Point localization data
_____

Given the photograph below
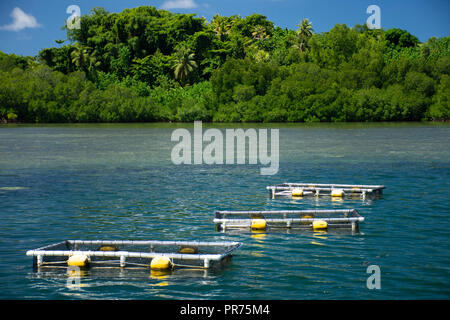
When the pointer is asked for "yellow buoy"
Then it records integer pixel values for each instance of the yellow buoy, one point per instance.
(337, 193)
(306, 216)
(108, 248)
(297, 192)
(78, 260)
(319, 224)
(188, 250)
(259, 224)
(160, 263)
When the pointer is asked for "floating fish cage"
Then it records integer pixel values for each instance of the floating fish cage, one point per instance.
(300, 219)
(314, 189)
(158, 255)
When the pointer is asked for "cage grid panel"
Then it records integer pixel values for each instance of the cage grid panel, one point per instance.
(130, 252)
(339, 218)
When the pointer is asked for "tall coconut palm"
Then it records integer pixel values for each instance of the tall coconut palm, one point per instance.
(304, 32)
(259, 33)
(80, 57)
(221, 26)
(183, 63)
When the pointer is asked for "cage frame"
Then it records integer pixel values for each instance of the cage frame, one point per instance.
(45, 251)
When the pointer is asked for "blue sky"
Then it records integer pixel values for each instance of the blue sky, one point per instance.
(36, 24)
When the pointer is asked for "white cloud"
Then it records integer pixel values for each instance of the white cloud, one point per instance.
(21, 20)
(179, 4)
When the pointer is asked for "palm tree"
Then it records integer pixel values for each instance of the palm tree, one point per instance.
(259, 33)
(80, 57)
(304, 32)
(183, 63)
(221, 26)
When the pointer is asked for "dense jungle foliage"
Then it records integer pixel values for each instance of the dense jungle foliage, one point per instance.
(145, 64)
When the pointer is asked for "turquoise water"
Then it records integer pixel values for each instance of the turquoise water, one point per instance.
(118, 182)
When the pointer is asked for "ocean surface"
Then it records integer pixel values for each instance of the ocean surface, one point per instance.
(111, 182)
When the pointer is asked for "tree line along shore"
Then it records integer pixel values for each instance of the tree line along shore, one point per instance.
(148, 65)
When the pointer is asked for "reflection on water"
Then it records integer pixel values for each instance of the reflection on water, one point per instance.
(117, 182)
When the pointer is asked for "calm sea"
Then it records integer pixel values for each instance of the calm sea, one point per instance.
(61, 182)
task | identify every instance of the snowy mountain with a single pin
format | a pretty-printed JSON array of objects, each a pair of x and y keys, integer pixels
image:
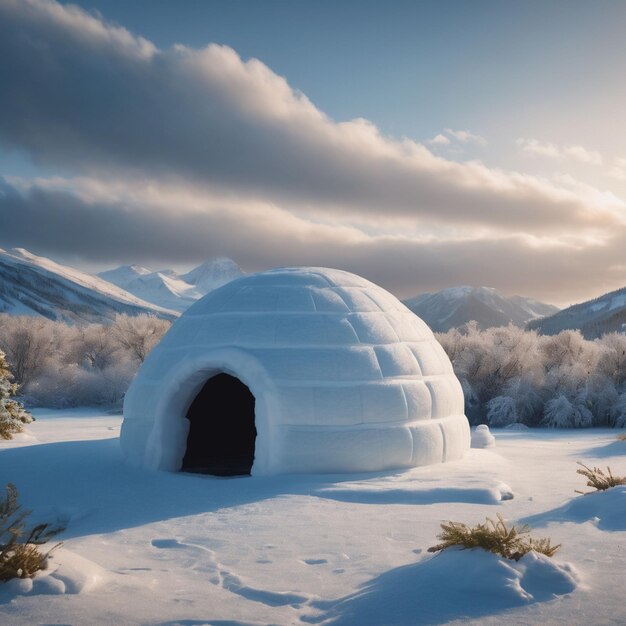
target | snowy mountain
[
  {"x": 124, "y": 275},
  {"x": 605, "y": 314},
  {"x": 458, "y": 305},
  {"x": 33, "y": 285},
  {"x": 167, "y": 289},
  {"x": 212, "y": 274}
]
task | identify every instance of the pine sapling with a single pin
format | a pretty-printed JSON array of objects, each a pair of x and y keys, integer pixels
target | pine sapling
[
  {"x": 494, "y": 536},
  {"x": 20, "y": 556},
  {"x": 12, "y": 414}
]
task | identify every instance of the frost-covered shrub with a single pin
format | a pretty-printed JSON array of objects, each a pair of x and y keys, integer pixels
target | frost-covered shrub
[
  {"x": 63, "y": 366},
  {"x": 510, "y": 375},
  {"x": 494, "y": 536},
  {"x": 597, "y": 479},
  {"x": 12, "y": 413}
]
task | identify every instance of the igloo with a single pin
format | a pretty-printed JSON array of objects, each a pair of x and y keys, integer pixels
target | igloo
[{"x": 295, "y": 370}]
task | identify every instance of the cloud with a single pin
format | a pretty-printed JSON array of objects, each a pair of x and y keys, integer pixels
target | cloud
[
  {"x": 150, "y": 224},
  {"x": 464, "y": 136},
  {"x": 618, "y": 170},
  {"x": 439, "y": 140},
  {"x": 180, "y": 154},
  {"x": 92, "y": 97},
  {"x": 546, "y": 149}
]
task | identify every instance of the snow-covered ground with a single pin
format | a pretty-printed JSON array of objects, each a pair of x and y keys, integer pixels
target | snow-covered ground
[{"x": 145, "y": 547}]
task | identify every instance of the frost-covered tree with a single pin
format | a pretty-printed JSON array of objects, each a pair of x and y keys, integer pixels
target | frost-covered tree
[
  {"x": 63, "y": 365},
  {"x": 12, "y": 414},
  {"x": 561, "y": 412},
  {"x": 509, "y": 374},
  {"x": 27, "y": 342},
  {"x": 138, "y": 334},
  {"x": 502, "y": 411}
]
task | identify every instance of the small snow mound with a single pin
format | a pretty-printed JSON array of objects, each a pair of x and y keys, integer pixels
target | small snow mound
[
  {"x": 68, "y": 573},
  {"x": 455, "y": 584},
  {"x": 75, "y": 573},
  {"x": 24, "y": 437},
  {"x": 516, "y": 426},
  {"x": 482, "y": 438}
]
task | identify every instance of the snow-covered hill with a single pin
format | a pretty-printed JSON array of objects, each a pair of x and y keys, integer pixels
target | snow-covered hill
[
  {"x": 167, "y": 289},
  {"x": 458, "y": 305},
  {"x": 33, "y": 285},
  {"x": 594, "y": 318}
]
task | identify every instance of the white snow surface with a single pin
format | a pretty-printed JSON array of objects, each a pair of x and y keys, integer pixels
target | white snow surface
[
  {"x": 144, "y": 547},
  {"x": 345, "y": 377},
  {"x": 482, "y": 437}
]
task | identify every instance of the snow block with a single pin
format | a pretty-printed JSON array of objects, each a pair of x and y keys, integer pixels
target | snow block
[{"x": 345, "y": 378}]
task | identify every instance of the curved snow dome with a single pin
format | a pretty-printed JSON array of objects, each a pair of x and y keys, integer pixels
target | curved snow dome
[{"x": 295, "y": 370}]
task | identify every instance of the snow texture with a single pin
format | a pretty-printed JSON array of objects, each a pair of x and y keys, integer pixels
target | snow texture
[
  {"x": 345, "y": 377},
  {"x": 477, "y": 580}
]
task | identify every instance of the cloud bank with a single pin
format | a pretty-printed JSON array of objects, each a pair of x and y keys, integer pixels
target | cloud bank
[{"x": 179, "y": 154}]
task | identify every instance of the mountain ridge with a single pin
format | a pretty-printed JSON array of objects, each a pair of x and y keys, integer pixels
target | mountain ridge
[
  {"x": 34, "y": 285},
  {"x": 455, "y": 306}
]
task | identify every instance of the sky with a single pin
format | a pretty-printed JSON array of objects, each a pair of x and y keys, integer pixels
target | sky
[{"x": 422, "y": 145}]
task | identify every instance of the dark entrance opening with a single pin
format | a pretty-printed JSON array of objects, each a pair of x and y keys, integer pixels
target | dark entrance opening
[{"x": 222, "y": 431}]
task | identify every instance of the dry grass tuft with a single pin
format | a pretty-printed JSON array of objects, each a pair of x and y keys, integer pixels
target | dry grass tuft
[
  {"x": 20, "y": 556},
  {"x": 494, "y": 536},
  {"x": 597, "y": 479}
]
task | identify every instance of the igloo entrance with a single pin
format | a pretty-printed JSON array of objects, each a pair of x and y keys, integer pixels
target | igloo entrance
[{"x": 222, "y": 431}]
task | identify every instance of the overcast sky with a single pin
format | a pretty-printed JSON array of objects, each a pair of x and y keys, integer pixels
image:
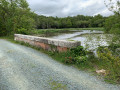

_____

WHAT TO DO = Nothing but the lines from the one with "task | identify every instance of the dry" through the end of the entries above, both included, should be set down, exactly and without pictures.

EXPECTED ANSWER =
task | identify every instance of the dry grass tuft with a single pin
format | a pretty-printed JSON array of objects, each a pair of x and y keys, integer pixels
target | dry grass tuft
[
  {"x": 20, "y": 556},
  {"x": 494, "y": 536},
  {"x": 597, "y": 479}
]
task | identify every instance of the igloo entrance with a single pin
format | a pretty-printed JSON array of objects, each a pair of x and y keys, integer pixels
target | igloo entrance
[{"x": 222, "y": 431}]
task | identify every instance of the overcast sky with a single pin
format | a pretty-printed JSON array of objects, each a pair of x and y keys, integer pixels
image:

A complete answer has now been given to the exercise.